Bladder cancer can present with various complaints including pain, irritation, and difficulty urinating. However, by far the most common symptom is blood in the urine, known as hematuria. Sometimes the bleeding is very minor and can only be seen under the microscope. Other times it is more significant and can be seen by the patient. This is often alarming to the patient and family. It is important to have a thorough urologic evaluation for hematuria because of the risk for bladder cancer.
Evaluation of hematuria usually involves a CT scan with contrast and a cystoscopy. A cystoscopy is an endoscopic procedure done to visually evaluate the inside to the bladder. It is performed with local numbing medicine in our procedure hall and is a quick (generally less than 2 minutes) procedure.
A bladder tumor found during cystoscopy is first managed by endoscopic surgical resection of the tumor. This will provide a pathologic staging of the tumor and in a majority of cases also treat the cancer. Occasionally a repeat resection may be indicated if your tumor was large, not completely resected, or high grade and/or stage.
Bladder cancer arises from the mucosal lining on the inside of the urinary bladder. The various stages of bladder cancer range from a caner that is not invasive at all to one that is invading all the way through the bladder. A significant finding is cancer growing into the muscle of the bladder wall as this will generally change the management approach.
Depending on the stage and grade of your tumor, you may be offered treatment to decrease the risk of cancer recurrence. Most commonly, BCG ( a weakened bacteria) is instilled into your bladder. Your body will create an immune response to attack the BCG and this will also attack abnormal bladder cells. This will be done once a week for six weeks and if you respond well may be continued intermittently over a several year course. Side effects are generally mild irritative voiding symptoms, although a fever should prompt a call to your doctor. Bladder cancer is notorious for recurring and lifelong surveillance is always recommended.
If the cancer is invading into the muscle layer of the bladder, or if you have responded poorly to other treatment options, surgical removal of the bladder is considered. This is referred to as a cystectomy. As the bladder is removed, a new organ has to be created to get your urine out of your body. There are two main options to do this. First is an ileal conduit, where a piece of small bowel is used to divert the urine out a small rosebud opening (known as a urostomy) on the belly and urine collects in a bag that can be emptied as needed. The second is a neobladder, which literally means “new bladder.” This uses the small bowel to create a new pouch to hold urine until you are ready to void. While a neobladder seems appealing at first, there are more complications and post-operative problems with it than the ileal conduit. You should discuss both these options with your surgeon including risks and benefits of each.
Today cystectomies are being done laparoscopically with assistance of the Robot. Patients have less pain, less bleeding, a smaller incision, and a shorter hospital stay with use of the Robot.

Extracted data:
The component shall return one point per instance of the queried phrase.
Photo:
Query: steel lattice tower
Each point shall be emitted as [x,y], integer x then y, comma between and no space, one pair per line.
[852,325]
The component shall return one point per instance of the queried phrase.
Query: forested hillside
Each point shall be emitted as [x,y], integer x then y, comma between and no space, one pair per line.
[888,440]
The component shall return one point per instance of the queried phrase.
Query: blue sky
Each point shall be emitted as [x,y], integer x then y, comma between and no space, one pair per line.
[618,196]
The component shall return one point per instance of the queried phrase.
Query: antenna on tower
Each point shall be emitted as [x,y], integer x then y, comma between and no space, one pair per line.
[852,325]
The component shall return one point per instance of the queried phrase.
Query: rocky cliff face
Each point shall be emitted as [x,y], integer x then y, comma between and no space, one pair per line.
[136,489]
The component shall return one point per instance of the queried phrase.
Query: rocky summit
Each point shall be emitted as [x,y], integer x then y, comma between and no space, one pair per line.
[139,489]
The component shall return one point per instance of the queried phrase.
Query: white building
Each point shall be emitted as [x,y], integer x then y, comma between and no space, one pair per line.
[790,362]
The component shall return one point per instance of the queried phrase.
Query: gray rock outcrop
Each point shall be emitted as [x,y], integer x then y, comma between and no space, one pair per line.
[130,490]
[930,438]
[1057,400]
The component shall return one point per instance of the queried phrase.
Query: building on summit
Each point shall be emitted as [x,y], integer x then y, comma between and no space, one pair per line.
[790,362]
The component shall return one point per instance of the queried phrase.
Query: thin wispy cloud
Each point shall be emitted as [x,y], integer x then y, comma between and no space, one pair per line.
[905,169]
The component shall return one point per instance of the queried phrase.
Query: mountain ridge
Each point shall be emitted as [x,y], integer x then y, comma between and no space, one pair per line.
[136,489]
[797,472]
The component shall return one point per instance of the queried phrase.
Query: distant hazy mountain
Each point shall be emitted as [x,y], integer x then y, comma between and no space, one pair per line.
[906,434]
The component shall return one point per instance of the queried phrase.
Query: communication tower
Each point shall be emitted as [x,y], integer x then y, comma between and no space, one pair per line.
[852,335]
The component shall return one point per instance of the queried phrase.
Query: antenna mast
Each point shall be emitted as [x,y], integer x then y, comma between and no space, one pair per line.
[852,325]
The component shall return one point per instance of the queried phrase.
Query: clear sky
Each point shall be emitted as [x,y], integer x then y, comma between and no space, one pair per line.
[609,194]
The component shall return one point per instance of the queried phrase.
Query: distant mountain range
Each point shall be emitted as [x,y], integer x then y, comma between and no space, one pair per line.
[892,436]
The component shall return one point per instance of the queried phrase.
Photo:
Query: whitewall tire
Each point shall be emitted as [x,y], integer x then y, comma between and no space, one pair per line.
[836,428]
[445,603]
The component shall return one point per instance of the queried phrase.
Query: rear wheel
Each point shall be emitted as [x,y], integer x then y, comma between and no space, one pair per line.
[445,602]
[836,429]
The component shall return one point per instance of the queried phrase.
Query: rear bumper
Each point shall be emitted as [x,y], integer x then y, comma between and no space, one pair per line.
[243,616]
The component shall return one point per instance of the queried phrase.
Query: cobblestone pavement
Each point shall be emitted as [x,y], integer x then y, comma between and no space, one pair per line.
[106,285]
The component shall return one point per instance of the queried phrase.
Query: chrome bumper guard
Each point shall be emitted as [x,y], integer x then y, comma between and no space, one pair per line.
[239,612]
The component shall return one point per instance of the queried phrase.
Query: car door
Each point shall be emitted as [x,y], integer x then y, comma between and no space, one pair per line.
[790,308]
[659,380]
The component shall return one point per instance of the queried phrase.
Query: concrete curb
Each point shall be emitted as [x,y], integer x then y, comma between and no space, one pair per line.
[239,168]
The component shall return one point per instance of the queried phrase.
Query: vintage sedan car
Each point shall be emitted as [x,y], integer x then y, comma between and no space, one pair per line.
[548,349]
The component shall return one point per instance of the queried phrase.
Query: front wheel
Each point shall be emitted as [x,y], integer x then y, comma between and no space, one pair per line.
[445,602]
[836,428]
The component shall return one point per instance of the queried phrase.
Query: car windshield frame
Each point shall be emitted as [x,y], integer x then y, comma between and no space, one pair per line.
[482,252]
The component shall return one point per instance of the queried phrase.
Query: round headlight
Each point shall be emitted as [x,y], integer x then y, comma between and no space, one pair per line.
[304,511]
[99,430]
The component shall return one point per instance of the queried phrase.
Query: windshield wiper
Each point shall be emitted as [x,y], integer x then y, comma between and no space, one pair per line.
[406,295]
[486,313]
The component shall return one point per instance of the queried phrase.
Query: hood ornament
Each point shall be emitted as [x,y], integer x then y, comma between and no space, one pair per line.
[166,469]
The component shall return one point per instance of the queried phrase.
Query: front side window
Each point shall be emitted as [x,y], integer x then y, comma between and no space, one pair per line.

What to work on:
Please repeat a passage of the bladder cancer text above word for word, beginning at the words "Depending on the" and stopping after "is always recommended.".

Answer:
Depending on the stage and grade of your tumor, you may be offered treatment to decrease the risk of cancer recurrence. Most commonly, BCG ( a weakened bacteria) is instilled into your bladder. Your body will create an immune response to attack the BCG and this will also attack abnormal bladder cells. This will be done once a week for six weeks and if you respond well may be continued intermittently over a several year course. Side effects are generally mild irritative voiding symptoms, although a fever should prompt a call to your doctor. Bladder cancer is notorious for recurring and lifelong surveillance is always recommended.